## What you need to do
Please output the lines of the listing below as a numbered list, beginning at the line that contains "Mark the region of each instance of the <item>top" and stopping after the line that contains "174 157 L 174". Leave out any blank lines.

start Dataset

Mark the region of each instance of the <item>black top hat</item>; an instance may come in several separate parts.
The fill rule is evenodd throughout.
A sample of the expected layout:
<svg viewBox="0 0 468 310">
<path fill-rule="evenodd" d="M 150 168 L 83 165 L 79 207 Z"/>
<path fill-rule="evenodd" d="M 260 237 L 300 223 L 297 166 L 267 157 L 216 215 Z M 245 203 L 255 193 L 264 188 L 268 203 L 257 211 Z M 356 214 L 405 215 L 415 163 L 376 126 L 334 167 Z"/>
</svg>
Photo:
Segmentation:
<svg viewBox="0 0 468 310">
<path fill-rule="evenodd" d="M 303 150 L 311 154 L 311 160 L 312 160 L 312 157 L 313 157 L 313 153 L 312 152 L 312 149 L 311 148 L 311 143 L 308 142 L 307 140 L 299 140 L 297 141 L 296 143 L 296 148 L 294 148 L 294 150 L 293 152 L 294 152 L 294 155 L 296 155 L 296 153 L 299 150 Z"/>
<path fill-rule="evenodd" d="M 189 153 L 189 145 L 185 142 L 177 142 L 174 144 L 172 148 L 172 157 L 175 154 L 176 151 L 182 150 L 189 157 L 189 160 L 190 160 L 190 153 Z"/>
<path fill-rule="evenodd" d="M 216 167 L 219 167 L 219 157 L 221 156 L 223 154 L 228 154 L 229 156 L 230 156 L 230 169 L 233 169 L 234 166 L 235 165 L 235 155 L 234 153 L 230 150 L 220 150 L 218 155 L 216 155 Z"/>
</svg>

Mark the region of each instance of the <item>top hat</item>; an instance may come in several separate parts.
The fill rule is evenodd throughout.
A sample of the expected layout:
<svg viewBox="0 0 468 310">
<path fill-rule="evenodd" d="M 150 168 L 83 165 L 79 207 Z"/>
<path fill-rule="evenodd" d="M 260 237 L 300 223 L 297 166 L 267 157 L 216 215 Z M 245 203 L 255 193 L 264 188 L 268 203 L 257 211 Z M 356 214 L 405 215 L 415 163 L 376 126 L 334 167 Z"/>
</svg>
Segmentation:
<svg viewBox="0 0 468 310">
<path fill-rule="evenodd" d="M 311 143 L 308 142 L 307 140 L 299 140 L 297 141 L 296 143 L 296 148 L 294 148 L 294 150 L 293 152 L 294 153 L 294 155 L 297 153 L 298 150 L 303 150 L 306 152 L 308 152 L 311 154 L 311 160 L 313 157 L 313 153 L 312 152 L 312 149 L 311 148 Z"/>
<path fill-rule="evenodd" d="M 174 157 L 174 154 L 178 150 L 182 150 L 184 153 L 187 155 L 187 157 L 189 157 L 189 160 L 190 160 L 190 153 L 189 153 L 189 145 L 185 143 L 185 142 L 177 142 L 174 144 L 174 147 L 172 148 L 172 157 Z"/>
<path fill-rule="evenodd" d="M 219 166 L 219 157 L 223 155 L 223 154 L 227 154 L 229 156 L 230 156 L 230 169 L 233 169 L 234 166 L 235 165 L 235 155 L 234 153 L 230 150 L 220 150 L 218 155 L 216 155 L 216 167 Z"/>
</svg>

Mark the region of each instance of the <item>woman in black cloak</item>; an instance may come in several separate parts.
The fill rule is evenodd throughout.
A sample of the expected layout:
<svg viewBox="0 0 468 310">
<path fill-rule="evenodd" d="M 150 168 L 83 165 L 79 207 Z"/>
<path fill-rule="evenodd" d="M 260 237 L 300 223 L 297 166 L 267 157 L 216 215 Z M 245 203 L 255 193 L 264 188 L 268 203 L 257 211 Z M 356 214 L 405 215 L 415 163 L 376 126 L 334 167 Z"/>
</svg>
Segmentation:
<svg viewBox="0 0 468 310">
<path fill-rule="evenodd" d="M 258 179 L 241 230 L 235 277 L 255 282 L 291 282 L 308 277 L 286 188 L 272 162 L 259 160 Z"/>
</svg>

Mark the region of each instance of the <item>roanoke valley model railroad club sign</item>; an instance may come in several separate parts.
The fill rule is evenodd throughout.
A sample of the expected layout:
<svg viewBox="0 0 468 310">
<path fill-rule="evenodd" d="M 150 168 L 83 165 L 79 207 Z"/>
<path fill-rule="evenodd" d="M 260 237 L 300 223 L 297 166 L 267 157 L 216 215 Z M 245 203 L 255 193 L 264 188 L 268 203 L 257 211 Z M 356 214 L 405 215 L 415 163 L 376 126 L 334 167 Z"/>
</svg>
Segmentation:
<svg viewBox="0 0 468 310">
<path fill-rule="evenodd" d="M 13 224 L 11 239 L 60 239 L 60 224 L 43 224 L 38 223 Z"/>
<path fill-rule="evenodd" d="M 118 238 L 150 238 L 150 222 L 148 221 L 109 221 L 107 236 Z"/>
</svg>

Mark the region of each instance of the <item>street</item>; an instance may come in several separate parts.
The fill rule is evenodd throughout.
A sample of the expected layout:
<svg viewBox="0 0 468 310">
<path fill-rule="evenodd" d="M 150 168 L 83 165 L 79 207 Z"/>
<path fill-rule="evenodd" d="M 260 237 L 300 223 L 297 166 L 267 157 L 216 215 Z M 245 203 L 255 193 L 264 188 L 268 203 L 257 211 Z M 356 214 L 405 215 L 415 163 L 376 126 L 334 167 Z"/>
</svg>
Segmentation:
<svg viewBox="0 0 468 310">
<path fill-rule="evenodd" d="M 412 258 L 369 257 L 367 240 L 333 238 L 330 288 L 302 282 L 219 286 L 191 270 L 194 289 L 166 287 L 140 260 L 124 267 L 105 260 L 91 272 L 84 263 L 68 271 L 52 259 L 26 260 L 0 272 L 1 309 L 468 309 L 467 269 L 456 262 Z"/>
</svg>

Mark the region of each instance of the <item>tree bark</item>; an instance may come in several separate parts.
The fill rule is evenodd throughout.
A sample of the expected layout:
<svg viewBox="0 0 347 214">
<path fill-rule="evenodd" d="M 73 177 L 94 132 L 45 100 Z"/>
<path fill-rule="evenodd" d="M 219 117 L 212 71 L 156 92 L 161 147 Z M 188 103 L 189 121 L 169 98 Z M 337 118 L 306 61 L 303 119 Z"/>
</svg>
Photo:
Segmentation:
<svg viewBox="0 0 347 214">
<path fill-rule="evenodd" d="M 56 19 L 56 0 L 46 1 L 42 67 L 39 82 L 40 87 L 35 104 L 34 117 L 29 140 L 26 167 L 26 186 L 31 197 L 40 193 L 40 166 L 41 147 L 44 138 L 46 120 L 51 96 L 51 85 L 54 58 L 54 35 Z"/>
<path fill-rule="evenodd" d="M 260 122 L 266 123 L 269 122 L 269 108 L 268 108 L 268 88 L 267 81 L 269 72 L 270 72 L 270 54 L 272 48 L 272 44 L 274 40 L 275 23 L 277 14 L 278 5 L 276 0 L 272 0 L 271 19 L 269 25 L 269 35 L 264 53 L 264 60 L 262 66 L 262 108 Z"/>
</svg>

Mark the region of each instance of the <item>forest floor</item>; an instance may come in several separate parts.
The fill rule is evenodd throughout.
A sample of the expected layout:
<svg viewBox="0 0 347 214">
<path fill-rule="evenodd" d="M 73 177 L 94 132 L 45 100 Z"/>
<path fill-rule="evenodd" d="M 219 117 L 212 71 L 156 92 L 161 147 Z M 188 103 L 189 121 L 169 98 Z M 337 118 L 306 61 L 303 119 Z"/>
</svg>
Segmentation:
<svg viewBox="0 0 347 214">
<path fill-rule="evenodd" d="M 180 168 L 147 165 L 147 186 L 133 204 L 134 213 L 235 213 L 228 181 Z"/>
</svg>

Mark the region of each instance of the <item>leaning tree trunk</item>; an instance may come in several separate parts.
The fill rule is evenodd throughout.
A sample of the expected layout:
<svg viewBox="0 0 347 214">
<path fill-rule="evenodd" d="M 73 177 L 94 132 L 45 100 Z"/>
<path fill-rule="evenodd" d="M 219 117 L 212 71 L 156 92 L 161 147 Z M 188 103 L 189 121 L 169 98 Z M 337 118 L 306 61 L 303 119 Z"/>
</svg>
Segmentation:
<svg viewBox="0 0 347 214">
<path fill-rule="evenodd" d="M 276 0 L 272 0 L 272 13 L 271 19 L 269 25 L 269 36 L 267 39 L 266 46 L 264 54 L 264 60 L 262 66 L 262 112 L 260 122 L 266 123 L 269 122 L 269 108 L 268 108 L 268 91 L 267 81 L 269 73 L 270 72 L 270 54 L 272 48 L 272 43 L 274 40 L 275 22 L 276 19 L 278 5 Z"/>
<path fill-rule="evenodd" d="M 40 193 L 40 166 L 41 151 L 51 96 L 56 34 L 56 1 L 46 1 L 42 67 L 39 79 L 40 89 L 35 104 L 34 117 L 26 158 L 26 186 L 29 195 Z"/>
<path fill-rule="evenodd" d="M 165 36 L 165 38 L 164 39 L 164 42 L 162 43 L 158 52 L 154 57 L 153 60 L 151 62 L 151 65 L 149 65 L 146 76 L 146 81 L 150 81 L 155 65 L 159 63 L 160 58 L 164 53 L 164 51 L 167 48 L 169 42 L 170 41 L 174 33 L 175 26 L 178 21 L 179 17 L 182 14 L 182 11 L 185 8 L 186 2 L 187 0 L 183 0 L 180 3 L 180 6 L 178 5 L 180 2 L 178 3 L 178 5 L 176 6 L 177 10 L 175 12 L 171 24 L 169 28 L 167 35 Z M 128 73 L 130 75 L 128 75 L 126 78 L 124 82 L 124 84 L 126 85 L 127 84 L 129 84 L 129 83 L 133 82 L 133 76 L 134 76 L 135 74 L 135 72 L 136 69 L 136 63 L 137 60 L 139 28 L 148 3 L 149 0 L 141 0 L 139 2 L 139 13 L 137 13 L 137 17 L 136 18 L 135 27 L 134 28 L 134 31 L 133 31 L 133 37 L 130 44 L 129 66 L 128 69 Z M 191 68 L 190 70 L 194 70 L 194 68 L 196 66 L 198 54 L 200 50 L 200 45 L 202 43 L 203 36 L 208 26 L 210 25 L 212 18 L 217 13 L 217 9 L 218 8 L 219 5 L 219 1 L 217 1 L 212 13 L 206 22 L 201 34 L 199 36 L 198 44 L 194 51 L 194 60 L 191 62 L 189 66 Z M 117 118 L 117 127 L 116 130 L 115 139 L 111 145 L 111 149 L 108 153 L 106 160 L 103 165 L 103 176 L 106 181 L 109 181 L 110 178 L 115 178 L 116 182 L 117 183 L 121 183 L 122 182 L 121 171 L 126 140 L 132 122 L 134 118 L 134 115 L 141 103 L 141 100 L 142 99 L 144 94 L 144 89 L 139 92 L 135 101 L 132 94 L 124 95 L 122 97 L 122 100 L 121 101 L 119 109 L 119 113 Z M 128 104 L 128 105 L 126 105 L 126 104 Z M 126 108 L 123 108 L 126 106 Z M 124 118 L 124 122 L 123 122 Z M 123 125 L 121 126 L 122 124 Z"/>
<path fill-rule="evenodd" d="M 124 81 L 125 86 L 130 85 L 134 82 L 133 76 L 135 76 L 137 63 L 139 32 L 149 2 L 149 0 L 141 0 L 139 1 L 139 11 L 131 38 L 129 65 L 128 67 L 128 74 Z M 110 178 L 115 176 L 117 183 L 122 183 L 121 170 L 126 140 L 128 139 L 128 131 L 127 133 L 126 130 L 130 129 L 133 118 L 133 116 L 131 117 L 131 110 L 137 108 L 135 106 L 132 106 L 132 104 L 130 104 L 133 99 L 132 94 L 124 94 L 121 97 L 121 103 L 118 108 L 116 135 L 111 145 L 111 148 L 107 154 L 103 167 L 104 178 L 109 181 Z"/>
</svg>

end Dataset

## Response
1. Mark the region of each instance of the <item>top hat</item>; an instance may come in several separate parts.
2. The fill rule is evenodd throughout.
3. A sample of the expected layout:
4. <svg viewBox="0 0 468 310">
5. <path fill-rule="evenodd" d="M 150 168 L 83 165 L 79 207 Z"/>
6. <path fill-rule="evenodd" d="M 260 237 L 300 223 L 297 166 L 267 157 L 216 215 Z M 245 203 L 255 193 L 264 188 L 268 203 L 257 211 Z M 356 214 L 405 215 L 415 163 L 376 126 L 334 167 Z"/>
7. </svg>
8. Segmentation:
9. <svg viewBox="0 0 468 310">
10. <path fill-rule="evenodd" d="M 311 143 L 308 142 L 307 140 L 299 140 L 297 141 L 296 143 L 296 148 L 294 148 L 294 150 L 293 152 L 294 153 L 294 155 L 297 153 L 298 150 L 303 150 L 306 152 L 308 152 L 311 154 L 311 160 L 313 157 L 313 153 L 312 152 L 312 149 L 311 148 Z"/>
11. <path fill-rule="evenodd" d="M 174 157 L 174 154 L 178 150 L 182 150 L 184 153 L 187 155 L 187 157 L 189 157 L 189 160 L 190 160 L 190 153 L 189 153 L 189 145 L 185 143 L 185 142 L 177 142 L 174 144 L 174 147 L 172 148 L 172 157 Z"/>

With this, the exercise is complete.